Семенова Е.Ю.
ОТНОШЕНИЕ ГОРОЖАН ПОВОЛЖЬЯ К ГРАЖДАНСКОМУ НЕМЕЦКОМУ НАСЕЛЕНИЮ В ГОДЫ ПЕРВОЙ МИРОВОЙ ВОЙНЫ
Исторический опыт свидетельствует, что в годы войн происходят изменения в восприятии населением представителей этноса, имеющего отношение к го-сударству-противнику. В связи с этим определенный научный интерес представляет исследование так называемого «немецкого вопроса» в многонациональном Поволжье во время Первой мировой войны. Цель данной статьи - раскрыть специфику отношения поволжских горожан в 1914-1917 гг. к постоянному и временно прибывшему немецкому гражданскому населению.
Следует учитывать, что на формирование ценностных ориентиров социума, особенно при сохранении традиционных основ жизни, влияет официальная идеология. Так, в годы Первой мировой войны были изданы циркуляры Министерства внутренних дел и постановления Сената, ограничившие передвижение и права подданных Германии и Австро-Венгрии, проживавших в России. Эти документы оказали влияние на формирование восприятия обывателем данной категории общества в целом и отдельных ее представителей в частности. Закон от 10 мая 1915 г. о предприятиях, чьими совладельцами были подданные государств-противников, правила от 2 февраля и 13 декабря 1915 г. «О прекращении землевладения», выводы «Особого комитета по борьбе с немецким засильем» (заседания 22 июня, 24 ноября 1916 г.) вводили конфискацию собственности подданных Австро-Венгрии и Германии в пределах России. На основании этих нормативных актов в июне 1915 г. в Саратове и Царицыне был закрыт ряд предприятий, принадлежавших лицам упомянутых категорий. В то же время часть предприятий, владений подданных Австро-Венгрии и Германии, не подлежали ликвидации. В Саратовской губернии их было 12 (10 в Саратове, по 1 - в Балашове и Царицыне) [13, л. 46 об., 50-51; 31, л. 51], что провоцировало недовольство со стороны местного населения в адрес предпринимателей-«немцев».

▬▬▬

### Что требуется
Перепечатайте без изменений отрывок из статьи о немецком населении Поволжья: начните с места, где стоят слова «ОТНОШЕНИЕ ГОРОЖАН ПОВОЛЖЬЯ», и остановитесь после слов «немецкому гражданскому населению.». Записи здесь никакой роли не играют.

### Данные

▬▬▬

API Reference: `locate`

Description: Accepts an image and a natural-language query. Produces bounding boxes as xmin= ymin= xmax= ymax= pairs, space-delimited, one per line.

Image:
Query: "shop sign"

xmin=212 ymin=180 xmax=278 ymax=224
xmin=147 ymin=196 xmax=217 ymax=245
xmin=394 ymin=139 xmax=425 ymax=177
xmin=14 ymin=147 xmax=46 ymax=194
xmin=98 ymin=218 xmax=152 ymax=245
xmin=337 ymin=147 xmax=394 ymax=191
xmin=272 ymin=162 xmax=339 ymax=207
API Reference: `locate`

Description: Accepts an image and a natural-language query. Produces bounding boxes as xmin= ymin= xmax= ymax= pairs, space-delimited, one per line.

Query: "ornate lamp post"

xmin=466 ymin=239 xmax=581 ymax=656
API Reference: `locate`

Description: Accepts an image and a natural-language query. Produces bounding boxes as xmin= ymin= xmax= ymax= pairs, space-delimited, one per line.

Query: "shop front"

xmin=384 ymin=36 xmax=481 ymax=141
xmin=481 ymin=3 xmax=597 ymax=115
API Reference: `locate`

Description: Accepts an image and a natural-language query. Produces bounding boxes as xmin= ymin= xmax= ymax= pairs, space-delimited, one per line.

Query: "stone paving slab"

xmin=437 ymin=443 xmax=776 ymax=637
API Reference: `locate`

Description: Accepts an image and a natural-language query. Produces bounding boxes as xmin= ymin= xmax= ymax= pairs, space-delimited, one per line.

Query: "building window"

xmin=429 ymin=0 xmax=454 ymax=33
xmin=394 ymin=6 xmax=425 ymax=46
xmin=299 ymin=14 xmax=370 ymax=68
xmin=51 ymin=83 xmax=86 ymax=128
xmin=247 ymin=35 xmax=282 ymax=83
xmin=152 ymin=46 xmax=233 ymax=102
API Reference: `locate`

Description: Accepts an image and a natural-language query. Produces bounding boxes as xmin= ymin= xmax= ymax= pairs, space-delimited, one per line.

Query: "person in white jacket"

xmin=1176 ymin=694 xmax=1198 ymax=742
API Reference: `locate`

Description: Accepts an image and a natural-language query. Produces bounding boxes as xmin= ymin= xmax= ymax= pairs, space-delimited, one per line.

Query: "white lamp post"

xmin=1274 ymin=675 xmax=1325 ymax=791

▬▬▬

### Решение задания
ОТНОШЕНИЕ ГОРОЖАН ПОВОЛЖЬЯ К ГРАЖДАНСКОМУ НЕМЕЦКОМУ НАСЕЛЕНИЮ В ГОДЫ ПЕРВОЙ МИРОВОЙ ВОЙНЫ
Исторический опыт свидетельствует, что в годы войн происходят изменения в восприятии населением представителей этноса, имеющего отношение к го-сударству-противнику. В связи с этим определенный научный интерес представляет исследование так называемого «немецкого вопроса» в многонациональном Поволжье во время Первой мировой войны. Цель данной статьи - раскрыть специфику отношения поволжских горожан в 1914-1917 гг. к постоянному и временно прибывшему немецкому гражданскому населению.